Stored data entries
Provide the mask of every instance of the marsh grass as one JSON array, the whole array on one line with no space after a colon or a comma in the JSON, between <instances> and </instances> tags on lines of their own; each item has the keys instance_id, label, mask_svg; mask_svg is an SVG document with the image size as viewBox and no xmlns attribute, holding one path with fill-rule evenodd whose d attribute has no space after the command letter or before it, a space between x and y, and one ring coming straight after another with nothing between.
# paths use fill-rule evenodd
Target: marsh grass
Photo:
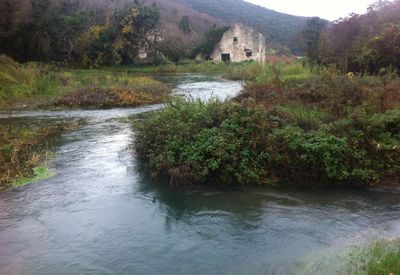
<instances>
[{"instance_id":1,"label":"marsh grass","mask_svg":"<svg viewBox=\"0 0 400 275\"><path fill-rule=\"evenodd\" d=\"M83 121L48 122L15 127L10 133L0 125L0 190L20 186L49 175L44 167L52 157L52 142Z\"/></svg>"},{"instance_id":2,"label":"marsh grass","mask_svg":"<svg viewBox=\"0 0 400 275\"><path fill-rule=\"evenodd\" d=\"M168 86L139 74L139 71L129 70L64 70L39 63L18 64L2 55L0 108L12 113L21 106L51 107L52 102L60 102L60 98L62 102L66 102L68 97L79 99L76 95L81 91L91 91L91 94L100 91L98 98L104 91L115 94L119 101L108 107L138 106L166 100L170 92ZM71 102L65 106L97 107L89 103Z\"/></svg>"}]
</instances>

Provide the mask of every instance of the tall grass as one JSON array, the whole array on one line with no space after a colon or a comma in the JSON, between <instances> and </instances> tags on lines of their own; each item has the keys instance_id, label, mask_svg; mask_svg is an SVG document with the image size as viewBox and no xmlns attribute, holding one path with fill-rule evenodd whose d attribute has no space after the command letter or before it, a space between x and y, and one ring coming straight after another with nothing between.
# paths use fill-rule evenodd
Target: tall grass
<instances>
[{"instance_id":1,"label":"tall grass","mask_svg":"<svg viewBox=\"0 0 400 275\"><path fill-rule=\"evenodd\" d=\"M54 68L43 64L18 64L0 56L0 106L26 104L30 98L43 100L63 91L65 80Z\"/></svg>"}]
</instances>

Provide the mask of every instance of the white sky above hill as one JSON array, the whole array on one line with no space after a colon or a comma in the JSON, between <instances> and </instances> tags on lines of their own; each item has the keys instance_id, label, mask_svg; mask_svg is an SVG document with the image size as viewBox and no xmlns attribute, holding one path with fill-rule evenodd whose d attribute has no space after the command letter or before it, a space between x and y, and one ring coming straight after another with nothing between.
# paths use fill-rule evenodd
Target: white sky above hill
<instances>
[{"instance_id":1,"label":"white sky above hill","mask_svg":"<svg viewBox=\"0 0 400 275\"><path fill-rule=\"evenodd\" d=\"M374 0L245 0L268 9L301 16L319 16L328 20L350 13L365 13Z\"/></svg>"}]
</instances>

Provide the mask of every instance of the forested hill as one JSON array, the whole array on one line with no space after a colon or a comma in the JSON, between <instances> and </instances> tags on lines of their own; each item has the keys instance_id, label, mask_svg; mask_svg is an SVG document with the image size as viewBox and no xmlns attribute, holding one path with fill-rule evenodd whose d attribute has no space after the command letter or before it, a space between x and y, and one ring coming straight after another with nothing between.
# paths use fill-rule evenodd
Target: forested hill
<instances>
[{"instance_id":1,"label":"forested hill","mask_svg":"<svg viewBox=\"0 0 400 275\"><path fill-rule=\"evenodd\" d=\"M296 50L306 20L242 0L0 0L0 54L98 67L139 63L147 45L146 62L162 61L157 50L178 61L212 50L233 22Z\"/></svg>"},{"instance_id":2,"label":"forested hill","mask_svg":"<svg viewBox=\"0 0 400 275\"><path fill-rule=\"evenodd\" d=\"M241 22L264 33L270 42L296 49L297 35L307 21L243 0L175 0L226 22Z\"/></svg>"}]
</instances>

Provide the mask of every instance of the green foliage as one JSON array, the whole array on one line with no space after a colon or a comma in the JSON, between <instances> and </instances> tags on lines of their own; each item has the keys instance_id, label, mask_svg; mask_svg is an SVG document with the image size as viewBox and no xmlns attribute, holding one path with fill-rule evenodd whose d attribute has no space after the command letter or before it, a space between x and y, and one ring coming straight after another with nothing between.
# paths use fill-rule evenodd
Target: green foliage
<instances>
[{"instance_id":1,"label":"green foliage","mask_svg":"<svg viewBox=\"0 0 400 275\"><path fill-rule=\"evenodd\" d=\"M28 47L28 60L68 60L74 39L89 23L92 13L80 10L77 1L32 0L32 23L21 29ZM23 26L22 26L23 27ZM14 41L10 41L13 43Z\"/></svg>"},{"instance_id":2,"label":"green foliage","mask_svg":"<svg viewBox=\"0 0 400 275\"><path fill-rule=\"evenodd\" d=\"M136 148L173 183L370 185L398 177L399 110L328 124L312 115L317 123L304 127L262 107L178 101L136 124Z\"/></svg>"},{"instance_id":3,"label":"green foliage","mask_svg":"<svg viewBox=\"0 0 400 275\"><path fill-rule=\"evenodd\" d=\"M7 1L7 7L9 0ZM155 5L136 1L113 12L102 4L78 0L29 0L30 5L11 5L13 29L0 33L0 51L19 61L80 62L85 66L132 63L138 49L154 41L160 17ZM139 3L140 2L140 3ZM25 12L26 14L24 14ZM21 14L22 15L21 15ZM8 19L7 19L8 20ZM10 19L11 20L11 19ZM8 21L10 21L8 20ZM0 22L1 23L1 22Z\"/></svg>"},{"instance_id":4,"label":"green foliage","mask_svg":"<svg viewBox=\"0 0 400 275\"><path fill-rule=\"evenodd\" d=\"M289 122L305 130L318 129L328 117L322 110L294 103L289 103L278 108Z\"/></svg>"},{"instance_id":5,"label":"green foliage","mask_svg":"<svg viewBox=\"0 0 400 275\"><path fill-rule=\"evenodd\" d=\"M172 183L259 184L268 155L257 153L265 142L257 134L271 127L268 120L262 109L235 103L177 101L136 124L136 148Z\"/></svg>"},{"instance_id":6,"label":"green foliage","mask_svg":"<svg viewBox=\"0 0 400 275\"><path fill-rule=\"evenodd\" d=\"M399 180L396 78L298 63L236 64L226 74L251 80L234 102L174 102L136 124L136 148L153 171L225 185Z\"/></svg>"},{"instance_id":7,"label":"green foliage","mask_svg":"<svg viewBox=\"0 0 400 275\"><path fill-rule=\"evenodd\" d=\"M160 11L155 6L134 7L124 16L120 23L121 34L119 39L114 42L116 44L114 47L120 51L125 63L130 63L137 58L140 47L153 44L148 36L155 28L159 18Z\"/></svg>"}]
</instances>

> _WHAT IS REQUIRED_
What you return should match the records above word for word, minus the pictures.

> _WRITTEN SOLUTION_
Provide the mask of every instance of the marsh grass as one JSON array, the whole array on one line with no space after a colon or a comma in the JSON, between <instances> and </instances> tags on lines of their own; each item has the keys instance_id, label, mask_svg; mask_svg is an SVG document with the image size as viewBox and no xmlns attribute, holding one path with fill-rule evenodd whose d attribute has no space after the command letter or before it, a space between x and y, and one ring coming straight after another with nothing between.
# paths use fill-rule evenodd
Target: marsh grass
Photo:
<instances>
[{"instance_id":1,"label":"marsh grass","mask_svg":"<svg viewBox=\"0 0 400 275\"><path fill-rule=\"evenodd\" d=\"M83 121L48 122L15 127L10 133L0 125L0 190L20 186L49 175L44 167L52 157L52 142Z\"/></svg>"},{"instance_id":2,"label":"marsh grass","mask_svg":"<svg viewBox=\"0 0 400 275\"><path fill-rule=\"evenodd\" d=\"M168 86L139 74L139 71L129 70L64 70L39 63L18 64L2 55L0 108L12 113L21 106L51 107L52 102L60 102L60 98L62 102L66 102L68 97L79 99L76 95L81 91L91 91L91 94L100 91L98 98L104 91L115 94L119 101L108 107L138 106L166 100L170 92ZM71 102L65 106L97 107L89 103Z\"/></svg>"}]
</instances>

Provide the mask of every instance of the tall grass as one JSON array, the whole array on one line with no space after a colon or a comma in the JSON, between <instances> and </instances> tags on lines of their own; each item has the keys instance_id, label, mask_svg; mask_svg is an SVG document with the image size as viewBox and no xmlns attribute, holding one path with fill-rule evenodd whose d attribute has no space after the command letter or before it, a space between x and y, and one ring coming straight after another with nothing between.
# paths use fill-rule evenodd
Target: tall grass
<instances>
[{"instance_id":1,"label":"tall grass","mask_svg":"<svg viewBox=\"0 0 400 275\"><path fill-rule=\"evenodd\" d=\"M54 68L43 64L18 64L0 56L0 106L26 104L30 98L43 100L63 91L65 80Z\"/></svg>"}]
</instances>

Provide the mask of every instance of the white sky above hill as one JSON array, the whole array on one line with no space after a colon or a comma in the JSON, between <instances> and </instances> tags on lines of their own; each item has the keys instance_id, label, mask_svg; mask_svg is an SVG document with the image size as viewBox and no xmlns attribute, holding one path with fill-rule evenodd whose d attribute has no space after the command letter or before it, a space between x and y, and one ring coming straight after another with nothing between.
# paths use fill-rule evenodd
Target: white sky above hill
<instances>
[{"instance_id":1,"label":"white sky above hill","mask_svg":"<svg viewBox=\"0 0 400 275\"><path fill-rule=\"evenodd\" d=\"M374 0L245 0L268 9L301 16L319 16L328 20L350 13L365 13Z\"/></svg>"}]
</instances>

Provide the mask of every instance of the forested hill as one JSON array, the whole array on one line with no space after a colon or a comma in the JSON, between <instances> and </instances> tags on lines of their own; each item has the keys instance_id, label, mask_svg; mask_svg is an SVG document with the image size as viewBox and no xmlns attribute, holding one path with fill-rule evenodd whose d attribute has no space after the command letter or before it, a space between x and y, and one ring coming straight after another with nothing between.
# paths use fill-rule evenodd
Target: forested hill
<instances>
[{"instance_id":1,"label":"forested hill","mask_svg":"<svg viewBox=\"0 0 400 275\"><path fill-rule=\"evenodd\" d=\"M296 50L306 20L242 0L0 0L0 54L98 67L139 63L147 45L146 62L162 61L157 50L178 61L212 50L233 22Z\"/></svg>"},{"instance_id":2,"label":"forested hill","mask_svg":"<svg viewBox=\"0 0 400 275\"><path fill-rule=\"evenodd\" d=\"M241 22L264 33L270 42L296 49L297 35L307 21L243 0L175 0L226 22Z\"/></svg>"}]
</instances>

Provide the mask of every instance of the green foliage as one JSON array, the whole array on one line with no space after a colon or a comma in the JSON, between <instances> and </instances> tags on lines of their own; each item has the keys instance_id, label, mask_svg; mask_svg is an SVG document with the image size as viewBox and no xmlns attribute, holding one path with fill-rule evenodd whose d attribute has no space after the command letter or before it, a space between x and y, and one ring coming straight after another with nothing between.
# paths use fill-rule evenodd
Target: green foliage
<instances>
[{"instance_id":1,"label":"green foliage","mask_svg":"<svg viewBox=\"0 0 400 275\"><path fill-rule=\"evenodd\" d=\"M28 47L28 60L68 60L74 39L89 23L92 13L80 10L77 1L32 0L32 23L21 29ZM23 26L22 26L23 27ZM14 41L10 41L13 43Z\"/></svg>"},{"instance_id":2,"label":"green foliage","mask_svg":"<svg viewBox=\"0 0 400 275\"><path fill-rule=\"evenodd\" d=\"M136 148L173 183L370 185L398 177L399 110L328 124L312 115L317 123L304 127L262 107L178 101L136 124Z\"/></svg>"},{"instance_id":3,"label":"green foliage","mask_svg":"<svg viewBox=\"0 0 400 275\"><path fill-rule=\"evenodd\" d=\"M7 1L7 7L9 0ZM155 5L136 1L113 12L102 4L78 0L29 0L30 5L11 5L13 29L0 33L0 51L19 61L80 62L85 66L132 63L138 49L154 41L160 17ZM139 3L140 2L140 3ZM25 12L26 14L24 14ZM21 14L22 15L21 15ZM8 19L7 19L8 20ZM10 19L11 20L11 19ZM8 21L10 21L8 20ZM0 22L1 23L1 22Z\"/></svg>"},{"instance_id":4,"label":"green foliage","mask_svg":"<svg viewBox=\"0 0 400 275\"><path fill-rule=\"evenodd\" d=\"M289 122L305 130L318 129L328 117L322 110L294 103L289 103L278 108Z\"/></svg>"},{"instance_id":5,"label":"green foliage","mask_svg":"<svg viewBox=\"0 0 400 275\"><path fill-rule=\"evenodd\" d=\"M172 183L259 184L268 155L257 153L265 142L257 134L271 127L268 120L262 109L235 103L177 101L136 124L136 148Z\"/></svg>"},{"instance_id":6,"label":"green foliage","mask_svg":"<svg viewBox=\"0 0 400 275\"><path fill-rule=\"evenodd\" d=\"M399 180L396 78L298 63L236 64L226 74L251 80L234 102L174 102L136 124L136 148L153 171L225 185Z\"/></svg>"},{"instance_id":7,"label":"green foliage","mask_svg":"<svg viewBox=\"0 0 400 275\"><path fill-rule=\"evenodd\" d=\"M160 11L155 6L134 7L124 16L120 23L121 34L119 39L114 42L116 44L114 47L120 51L125 63L130 63L137 58L140 47L153 44L148 36L155 28L159 18Z\"/></svg>"}]
</instances>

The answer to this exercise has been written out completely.